__Stated task__
Starting with the line that contains "TARGET: dark slate roof" and going on through the end of the listing, write those lines out again with "slate" swapped for "tile" and everything else left the same.

▬▬▬▬▬▬▬▬▬▬

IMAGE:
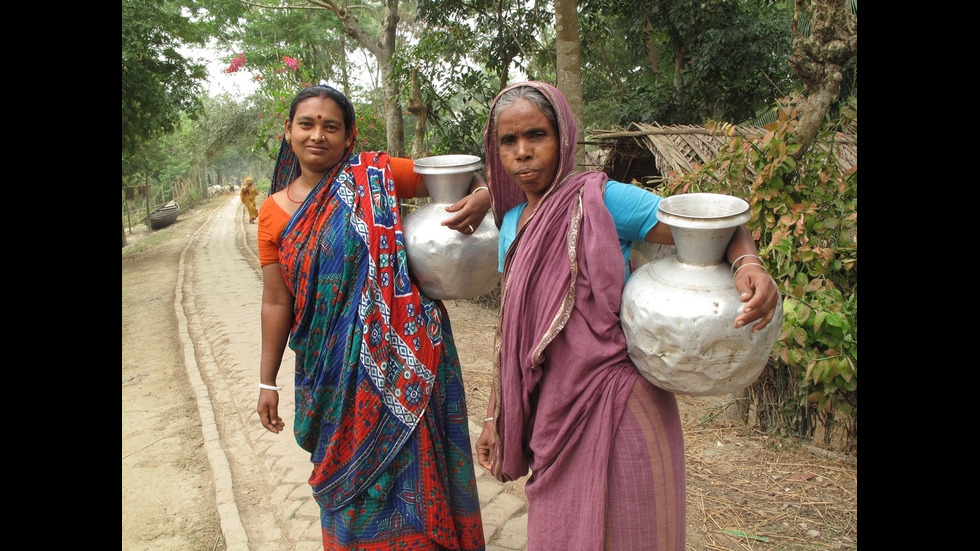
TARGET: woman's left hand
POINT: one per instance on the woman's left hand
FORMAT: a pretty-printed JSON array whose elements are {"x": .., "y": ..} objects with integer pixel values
[
  {"x": 760, "y": 295},
  {"x": 470, "y": 212}
]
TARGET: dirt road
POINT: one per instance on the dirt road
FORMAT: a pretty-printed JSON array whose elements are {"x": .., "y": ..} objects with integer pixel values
[{"x": 190, "y": 352}]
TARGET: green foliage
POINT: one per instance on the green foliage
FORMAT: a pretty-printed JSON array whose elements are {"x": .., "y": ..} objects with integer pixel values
[
  {"x": 804, "y": 216},
  {"x": 159, "y": 85},
  {"x": 684, "y": 62}
]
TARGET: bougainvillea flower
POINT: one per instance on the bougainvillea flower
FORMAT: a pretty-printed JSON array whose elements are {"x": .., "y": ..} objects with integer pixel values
[{"x": 236, "y": 63}]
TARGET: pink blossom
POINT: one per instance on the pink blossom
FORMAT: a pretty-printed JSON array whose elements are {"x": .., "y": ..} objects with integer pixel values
[{"x": 236, "y": 63}]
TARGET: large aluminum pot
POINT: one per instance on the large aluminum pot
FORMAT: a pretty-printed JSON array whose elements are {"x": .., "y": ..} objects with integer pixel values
[
  {"x": 445, "y": 263},
  {"x": 678, "y": 312}
]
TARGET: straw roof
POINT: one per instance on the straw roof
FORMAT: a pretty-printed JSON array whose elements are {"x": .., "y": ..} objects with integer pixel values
[{"x": 649, "y": 152}]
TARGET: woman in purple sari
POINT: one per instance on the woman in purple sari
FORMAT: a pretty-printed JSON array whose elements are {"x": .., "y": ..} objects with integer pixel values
[{"x": 604, "y": 447}]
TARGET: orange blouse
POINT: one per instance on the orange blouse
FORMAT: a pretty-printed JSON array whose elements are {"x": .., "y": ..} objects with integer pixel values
[{"x": 273, "y": 219}]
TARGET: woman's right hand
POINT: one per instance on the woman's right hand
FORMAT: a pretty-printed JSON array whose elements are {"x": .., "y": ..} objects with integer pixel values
[
  {"x": 486, "y": 447},
  {"x": 269, "y": 410}
]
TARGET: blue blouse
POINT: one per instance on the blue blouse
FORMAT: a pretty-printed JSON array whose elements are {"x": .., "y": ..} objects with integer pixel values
[{"x": 634, "y": 210}]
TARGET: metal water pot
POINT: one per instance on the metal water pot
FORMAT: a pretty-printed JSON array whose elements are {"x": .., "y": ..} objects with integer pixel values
[
  {"x": 445, "y": 263},
  {"x": 678, "y": 312}
]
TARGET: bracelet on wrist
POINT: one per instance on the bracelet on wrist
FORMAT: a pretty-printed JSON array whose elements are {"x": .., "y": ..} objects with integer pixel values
[
  {"x": 750, "y": 255},
  {"x": 735, "y": 273}
]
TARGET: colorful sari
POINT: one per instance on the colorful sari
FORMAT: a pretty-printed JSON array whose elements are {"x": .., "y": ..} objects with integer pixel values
[
  {"x": 603, "y": 445},
  {"x": 380, "y": 400}
]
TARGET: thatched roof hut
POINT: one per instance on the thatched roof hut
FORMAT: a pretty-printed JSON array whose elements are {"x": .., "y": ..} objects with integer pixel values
[{"x": 647, "y": 153}]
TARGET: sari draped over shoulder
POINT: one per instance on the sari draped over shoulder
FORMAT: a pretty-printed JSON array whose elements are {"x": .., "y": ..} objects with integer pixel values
[
  {"x": 379, "y": 396},
  {"x": 562, "y": 374}
]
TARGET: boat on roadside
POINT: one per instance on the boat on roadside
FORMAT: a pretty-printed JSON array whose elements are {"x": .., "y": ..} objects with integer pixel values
[{"x": 164, "y": 215}]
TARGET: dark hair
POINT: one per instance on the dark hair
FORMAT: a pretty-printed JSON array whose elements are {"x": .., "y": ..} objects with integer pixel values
[
  {"x": 324, "y": 91},
  {"x": 528, "y": 93}
]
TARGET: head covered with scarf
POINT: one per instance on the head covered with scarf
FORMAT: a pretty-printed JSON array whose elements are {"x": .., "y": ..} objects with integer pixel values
[
  {"x": 561, "y": 287},
  {"x": 506, "y": 194}
]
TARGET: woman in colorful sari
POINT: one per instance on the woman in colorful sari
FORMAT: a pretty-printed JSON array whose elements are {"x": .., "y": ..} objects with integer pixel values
[
  {"x": 605, "y": 448},
  {"x": 249, "y": 193},
  {"x": 380, "y": 403}
]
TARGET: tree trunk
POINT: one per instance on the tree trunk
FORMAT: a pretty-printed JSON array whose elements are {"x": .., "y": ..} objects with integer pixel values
[
  {"x": 417, "y": 107},
  {"x": 819, "y": 58},
  {"x": 569, "y": 65}
]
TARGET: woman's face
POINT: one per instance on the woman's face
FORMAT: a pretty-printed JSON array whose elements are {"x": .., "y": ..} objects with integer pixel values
[
  {"x": 528, "y": 146},
  {"x": 317, "y": 134}
]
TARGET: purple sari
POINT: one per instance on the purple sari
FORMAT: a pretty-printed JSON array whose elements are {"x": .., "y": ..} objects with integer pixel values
[{"x": 570, "y": 405}]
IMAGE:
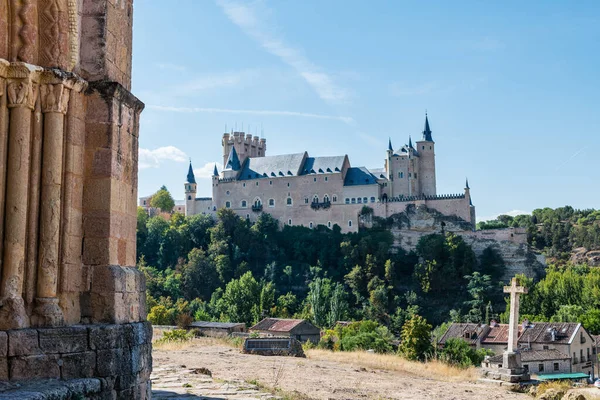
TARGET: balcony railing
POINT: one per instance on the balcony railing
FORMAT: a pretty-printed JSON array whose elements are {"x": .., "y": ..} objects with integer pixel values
[{"x": 315, "y": 205}]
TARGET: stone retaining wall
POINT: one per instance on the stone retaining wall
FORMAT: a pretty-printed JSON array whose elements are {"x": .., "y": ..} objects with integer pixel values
[{"x": 120, "y": 355}]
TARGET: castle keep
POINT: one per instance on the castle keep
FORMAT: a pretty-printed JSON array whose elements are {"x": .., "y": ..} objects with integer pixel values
[{"x": 299, "y": 189}]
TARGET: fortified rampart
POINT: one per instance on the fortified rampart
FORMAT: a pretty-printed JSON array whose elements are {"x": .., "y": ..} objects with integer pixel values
[{"x": 72, "y": 303}]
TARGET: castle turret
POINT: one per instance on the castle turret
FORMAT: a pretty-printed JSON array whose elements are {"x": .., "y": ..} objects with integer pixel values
[
  {"x": 190, "y": 191},
  {"x": 426, "y": 150}
]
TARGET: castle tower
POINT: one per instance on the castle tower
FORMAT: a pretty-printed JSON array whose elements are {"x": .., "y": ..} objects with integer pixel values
[
  {"x": 426, "y": 150},
  {"x": 190, "y": 191}
]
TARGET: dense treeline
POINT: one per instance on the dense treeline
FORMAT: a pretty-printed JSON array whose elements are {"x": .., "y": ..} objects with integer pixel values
[
  {"x": 555, "y": 231},
  {"x": 231, "y": 269}
]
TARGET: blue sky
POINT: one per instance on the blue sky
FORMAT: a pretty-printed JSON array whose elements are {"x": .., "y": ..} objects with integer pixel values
[{"x": 512, "y": 89}]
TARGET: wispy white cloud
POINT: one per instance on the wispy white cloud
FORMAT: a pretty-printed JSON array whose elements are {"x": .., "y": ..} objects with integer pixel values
[
  {"x": 512, "y": 213},
  {"x": 346, "y": 120},
  {"x": 251, "y": 18},
  {"x": 172, "y": 67},
  {"x": 153, "y": 158},
  {"x": 404, "y": 89},
  {"x": 205, "y": 171}
]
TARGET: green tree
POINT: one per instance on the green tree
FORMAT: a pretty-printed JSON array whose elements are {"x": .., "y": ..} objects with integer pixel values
[
  {"x": 416, "y": 339},
  {"x": 163, "y": 200}
]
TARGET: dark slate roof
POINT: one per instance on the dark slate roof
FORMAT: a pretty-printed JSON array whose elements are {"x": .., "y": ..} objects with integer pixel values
[
  {"x": 359, "y": 176},
  {"x": 536, "y": 355},
  {"x": 272, "y": 166},
  {"x": 279, "y": 325},
  {"x": 323, "y": 165},
  {"x": 215, "y": 325},
  {"x": 455, "y": 330},
  {"x": 379, "y": 173},
  {"x": 233, "y": 161},
  {"x": 427, "y": 130},
  {"x": 191, "y": 178},
  {"x": 540, "y": 332}
]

▬▬▬▬▬▬▬▬▬▬

__The answer__
TARGET: dark tile roof
POINT: one per instance on the dark tile roof
FORMAT: a pretty-printed JSON array whose elements are {"x": .., "y": ..} objects with integer pixel values
[
  {"x": 359, "y": 176},
  {"x": 536, "y": 355},
  {"x": 272, "y": 166},
  {"x": 279, "y": 325},
  {"x": 323, "y": 165},
  {"x": 215, "y": 325},
  {"x": 455, "y": 330},
  {"x": 379, "y": 173},
  {"x": 233, "y": 161},
  {"x": 427, "y": 130},
  {"x": 191, "y": 178},
  {"x": 540, "y": 332}
]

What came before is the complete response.